COSA SI CHIEDE
A: Riassumi in due frasi il brano sulla nube della non-conoscenza.
B: Prosegui il brano sulla nube della non-conoscenza con un paragrafo che parta dopo la sua ultima frase.

BRANO PROPOSTO
È un libro di un autore inglese anonimo, del secolo XIV, che vuole introdurre nella preghiera contemplativa un discepolo. Alla fine, l'insegnamento si riduce a un solo punto: "Permettiti di entrare e di rimanere nella nube della non-conoscenza".

Mi è venuto questo titolo -cosí come tutto l'insegnamento dei mistici cristiani circa il "non-sapere"-, leggendo nel testo di Luca che "una nube li avvolse".

La "nube" mette spavento nei discepoli, eppure contiene parole di rivelazione e di vita, che svelano la nostra identità piú profonda: siamo "il Figlio". È proprio nella "nube", ci diranno i mistici, che possiamo realmente vedere.

Se tutto l'umano -per il fatto di essere profondo- è necessariamente paradossale, questo vale ancor di più quando vogliamo riferirci direttamente al Mistero. Si parlerà allora di "raggio di tenebra" (Pseudo Dionigi), di "solitudine sonora", "musica silenziosa" o "notte amabile piú dell'alba" (san Giovanni della Croce)...

La nube, pertanto, è sempre luminosa. È chiusamente oscura per la mente, che in essa si perde. Ma proprio per questo, quando la mente si arrende e tace, emerge un'altra sapienza che ci mette in contatto con la nostra verità piú profonda, con il mistero di Ciò che è.

Dicevo prima che i mistici cristiani hanno insistito sulla sapienza del "non-sapere" come mezzo per raggiungere la "conoscenza" (un altro paradosso). Se traduciamo "non-sapere" come "non-pensare", forse potremo capirlo meglio.

DATI MOSTRATI
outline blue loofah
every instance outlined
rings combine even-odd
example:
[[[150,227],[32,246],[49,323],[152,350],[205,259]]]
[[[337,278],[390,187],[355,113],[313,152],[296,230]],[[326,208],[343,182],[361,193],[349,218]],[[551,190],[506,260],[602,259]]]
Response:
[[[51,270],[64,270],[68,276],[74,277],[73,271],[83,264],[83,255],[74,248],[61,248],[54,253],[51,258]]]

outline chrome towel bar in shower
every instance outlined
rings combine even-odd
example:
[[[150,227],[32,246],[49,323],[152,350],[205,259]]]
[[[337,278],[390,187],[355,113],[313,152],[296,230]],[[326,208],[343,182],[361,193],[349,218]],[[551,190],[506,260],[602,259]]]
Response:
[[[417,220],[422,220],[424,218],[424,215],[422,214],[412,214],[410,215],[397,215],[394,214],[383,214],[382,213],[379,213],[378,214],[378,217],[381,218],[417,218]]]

---

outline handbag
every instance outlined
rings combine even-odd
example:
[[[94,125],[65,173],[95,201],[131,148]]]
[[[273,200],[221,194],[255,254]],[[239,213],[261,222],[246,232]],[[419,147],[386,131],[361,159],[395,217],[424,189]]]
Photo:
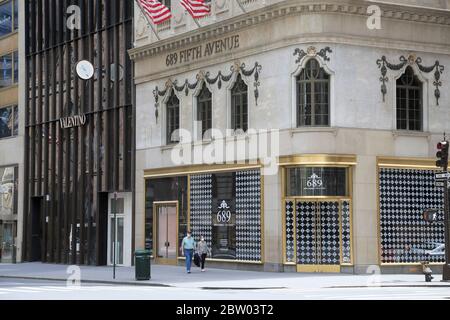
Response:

==

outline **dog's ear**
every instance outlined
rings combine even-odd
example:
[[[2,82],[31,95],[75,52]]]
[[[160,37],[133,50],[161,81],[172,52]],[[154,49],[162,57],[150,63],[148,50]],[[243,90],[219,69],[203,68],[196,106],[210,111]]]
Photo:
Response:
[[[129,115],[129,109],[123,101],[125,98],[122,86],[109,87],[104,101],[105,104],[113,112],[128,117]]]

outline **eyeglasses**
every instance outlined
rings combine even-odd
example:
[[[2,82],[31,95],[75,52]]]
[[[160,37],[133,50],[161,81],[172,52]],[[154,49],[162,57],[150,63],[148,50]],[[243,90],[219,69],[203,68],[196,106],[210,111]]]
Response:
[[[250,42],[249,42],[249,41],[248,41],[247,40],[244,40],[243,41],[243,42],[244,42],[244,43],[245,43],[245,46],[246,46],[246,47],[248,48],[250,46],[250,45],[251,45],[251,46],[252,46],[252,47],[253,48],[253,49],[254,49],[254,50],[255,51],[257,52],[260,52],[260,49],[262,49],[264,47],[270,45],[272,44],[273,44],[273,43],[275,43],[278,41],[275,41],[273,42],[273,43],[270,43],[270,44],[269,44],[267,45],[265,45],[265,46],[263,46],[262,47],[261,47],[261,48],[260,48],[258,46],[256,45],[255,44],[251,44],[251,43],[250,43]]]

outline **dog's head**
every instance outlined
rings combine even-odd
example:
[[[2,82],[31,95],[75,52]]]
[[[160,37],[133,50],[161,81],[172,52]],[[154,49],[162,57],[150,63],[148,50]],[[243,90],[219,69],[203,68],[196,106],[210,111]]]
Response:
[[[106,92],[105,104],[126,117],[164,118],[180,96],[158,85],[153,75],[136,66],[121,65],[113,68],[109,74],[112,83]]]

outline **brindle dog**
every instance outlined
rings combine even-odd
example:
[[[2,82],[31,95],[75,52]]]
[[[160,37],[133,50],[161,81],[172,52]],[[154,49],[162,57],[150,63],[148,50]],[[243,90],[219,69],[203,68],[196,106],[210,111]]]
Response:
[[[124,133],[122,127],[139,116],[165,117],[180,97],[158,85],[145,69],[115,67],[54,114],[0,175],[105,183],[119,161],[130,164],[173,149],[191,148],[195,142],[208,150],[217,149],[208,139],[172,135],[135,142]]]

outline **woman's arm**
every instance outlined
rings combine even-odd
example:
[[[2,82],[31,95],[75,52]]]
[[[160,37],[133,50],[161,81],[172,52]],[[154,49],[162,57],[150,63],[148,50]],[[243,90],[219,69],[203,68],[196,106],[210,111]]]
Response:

RISULTATI
A: Il brano prende spunto da un libro anonimo inglese del XIV secolo, che insegna a entrare e rimanere nella nube della non-conoscenza. Accosta questa immagine alla nube che nel testo di Luca avvolge i discepoli: li spaventa, ma rivela che siamo "il Figlio" ed è oscura per la mente, mentre quando la mente tace emerge un'altra sapienza, tanto che il "non-sapere" dei mistici si può intendere come "non-pensare".

B:
In effetti, quando impariamo a far tacere la mente, diviene possibile la visione: "Entrai dove non sapevo, / e là rimasi non sapendo, / ogni scienza trascendendo", proclama il mistico di Fontiveros.

L'identificazione con la mente costituisce un velo opaco che ci mantiene nell'ignoranza e l'oscurità. Poiché, senza altro punto di riferimento al di fuori di questa, tendiamo a credere che le cose sono come questa le vede, e cadiamo nel tranello di confondere la realtà con l'interpretazione che la mente ci offre della stessa. Questa è la piú grande ignoranza in cui possiamo cadere, assumendo come reale ciò che non è altro che una proiezione mentale. Da questa ignoranza iniziale ci possiamo aspettare solamente confusione e sofferenza.

Per "vedere", dobbiamo imparare a far tacere la mente, permettendoci di entrare in un'attitudine di rispetto, stupore, ammirazione e gratuità. Qui percepiremo che la presunta separazione che la nostra mente rispecchia non è che un miraggio: la realtà è che non c'è niente separato da niente.

E a poco a poco, nella misura in cui cominceremo a familiarizzarci con quest'altra sapienza, previa alla ragione, impareremo a riposare nella coscienza-senza-pensieri, come "luogo" (o non-luogo) della nostra vera identità.

Non importerà che la nostra mente non abbia risposte per tutte le domande (come potrebbe una parte del tutto sapere il funzionamento della totalità?) Avremo sperimentato che possiamo risposare in ciò che è, di un modo diretto e immediato. E, quando questo si vive, siamo, come Gesú con i discepoli, sul monte Tabor -il non-luogo della divinità-.

Se ci percepiamo agitati, irritati o infastiditi, questo è un segno che siamo identificati con la mente, con i pensieri e i sentimenti che appaiono nel nostro campo di coscienza, al punto di credere che siamo quei pensieri.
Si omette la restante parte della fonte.